A ARTE DE DEIXAR SOLTO


Por Sérgio Ramos

É meus caros, há momentos, após ver ou ler o noticiário, que me levam a desacreditar em dias melhores com relação à segurança pública; chego mesmo a pensar se há realmente alguém preocupado com isso no nosso país. Aliás, para melhorar, pois para piorar temos, e muitos.

As leis brasileiras vêm evoluindo no sentido de ampliar a crença no ditado popular: ‘o crime compensa’.

É preocupante. Tenho a impressão – pois me recuso a ter certeza, apesar da tentação - que estamos ficando sem referência de justiça. A morte de uma pessoa parece não representar muito no sistema jurídico brasileiro, dada quantidade de brechas para aliviar esse tipo de crime. Imagine outros tipos! Se está difícil condenar e prender assassinos imagine condenar e prender outros tipos de criminosos.

☆ ☆ ☆ ☆ ☆ ☆ ☆

Lista de tarefas
a – Resuma em duas frases o texto sobre segurança pública.
b – Dê continuidade ao texto sobre segurança pública a partir do ponto em que ele termina.
As linhas que aparecem depois do texto não fazem falta.

☆ ☆ ☆ ☆ ☆ ☆ ☆

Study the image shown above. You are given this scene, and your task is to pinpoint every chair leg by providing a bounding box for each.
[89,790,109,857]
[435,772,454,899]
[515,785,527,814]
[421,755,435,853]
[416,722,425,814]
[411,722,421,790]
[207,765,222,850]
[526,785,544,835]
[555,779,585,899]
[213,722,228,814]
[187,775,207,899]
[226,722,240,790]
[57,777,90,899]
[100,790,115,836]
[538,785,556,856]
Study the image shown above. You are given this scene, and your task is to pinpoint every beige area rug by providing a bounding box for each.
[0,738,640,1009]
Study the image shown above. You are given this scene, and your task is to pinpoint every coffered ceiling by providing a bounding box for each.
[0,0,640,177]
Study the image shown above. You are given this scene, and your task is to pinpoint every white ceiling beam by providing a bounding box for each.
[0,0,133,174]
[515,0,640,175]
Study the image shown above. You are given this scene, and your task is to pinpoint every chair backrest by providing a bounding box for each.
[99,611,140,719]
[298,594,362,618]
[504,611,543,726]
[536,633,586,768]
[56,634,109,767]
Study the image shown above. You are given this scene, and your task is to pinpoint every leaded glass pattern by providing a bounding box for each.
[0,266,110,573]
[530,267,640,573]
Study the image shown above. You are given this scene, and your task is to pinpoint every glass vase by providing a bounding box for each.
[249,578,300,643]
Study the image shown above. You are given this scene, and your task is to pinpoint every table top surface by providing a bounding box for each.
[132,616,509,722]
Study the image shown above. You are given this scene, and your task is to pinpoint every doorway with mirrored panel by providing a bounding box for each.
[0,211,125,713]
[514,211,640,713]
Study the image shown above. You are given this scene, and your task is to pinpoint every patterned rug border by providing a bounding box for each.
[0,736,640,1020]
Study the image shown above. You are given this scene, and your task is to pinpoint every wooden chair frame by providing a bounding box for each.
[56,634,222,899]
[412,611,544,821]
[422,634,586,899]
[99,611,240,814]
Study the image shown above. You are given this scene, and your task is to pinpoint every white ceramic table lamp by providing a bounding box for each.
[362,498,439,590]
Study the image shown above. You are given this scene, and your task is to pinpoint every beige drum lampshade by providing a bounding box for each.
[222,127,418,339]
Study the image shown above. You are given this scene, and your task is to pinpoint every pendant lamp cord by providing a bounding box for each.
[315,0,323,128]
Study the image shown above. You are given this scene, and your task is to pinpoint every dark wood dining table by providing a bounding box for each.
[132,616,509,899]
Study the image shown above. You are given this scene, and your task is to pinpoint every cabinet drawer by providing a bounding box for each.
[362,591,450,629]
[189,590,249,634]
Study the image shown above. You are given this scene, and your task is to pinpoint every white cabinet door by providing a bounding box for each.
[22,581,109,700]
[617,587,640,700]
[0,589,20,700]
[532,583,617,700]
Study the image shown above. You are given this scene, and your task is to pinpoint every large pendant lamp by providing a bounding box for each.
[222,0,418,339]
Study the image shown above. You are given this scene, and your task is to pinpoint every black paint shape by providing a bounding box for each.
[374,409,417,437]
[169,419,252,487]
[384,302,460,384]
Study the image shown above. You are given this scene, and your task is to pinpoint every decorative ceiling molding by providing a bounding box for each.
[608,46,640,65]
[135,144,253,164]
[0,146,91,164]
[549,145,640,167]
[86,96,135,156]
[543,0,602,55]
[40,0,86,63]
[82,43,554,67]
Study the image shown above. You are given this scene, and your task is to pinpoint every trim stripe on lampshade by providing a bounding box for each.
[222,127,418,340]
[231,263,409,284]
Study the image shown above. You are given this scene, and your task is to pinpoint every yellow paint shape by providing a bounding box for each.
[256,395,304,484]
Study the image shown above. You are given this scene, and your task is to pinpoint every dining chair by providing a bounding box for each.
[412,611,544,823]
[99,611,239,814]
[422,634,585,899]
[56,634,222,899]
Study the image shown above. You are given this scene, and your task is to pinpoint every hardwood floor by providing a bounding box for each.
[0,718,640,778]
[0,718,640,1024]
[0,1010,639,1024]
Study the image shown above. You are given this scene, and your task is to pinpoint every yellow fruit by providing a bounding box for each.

☆ ☆ ☆ ☆ ☆ ☆ ☆

Respostas dadas
a – O autor diz que o noticiário às vezes o leva a desacreditar em dias melhores para a segurança pública no país e que as leis brasileiras vêm ampliando a crença de que o crime compensa. Ele tem a impressão de que estamos ficando sem referência de justiça, já que a morte de uma pessoa parece representar pouco no sistema jurídico diante de tantas brechas, o que torna ainda mais difícil condenar e prender outros tipos de criminosos.

b –
O mais grave, e a tendência para a evolução deste, vamos dizer assim, afrouxamento no ordenamento jurídicos, observada em declarações de autoridades.

Há indícios de uma inversão no mínimo curiosa, para não dizer perigosa: o Direito Ambiental é mais intolerante com crimes envolvendo árvores, animais, por exemplo, que o Direito Penal, que evolui no sentido contrário. Os crimes do primeiro são geralmente inafiançáveis, já os crimes envolvendo pessoas... Será de propósito? Ou nossas autoridades não estão se atentando a isso? Acho que não; eles sabem muito bem o que estão fazendo.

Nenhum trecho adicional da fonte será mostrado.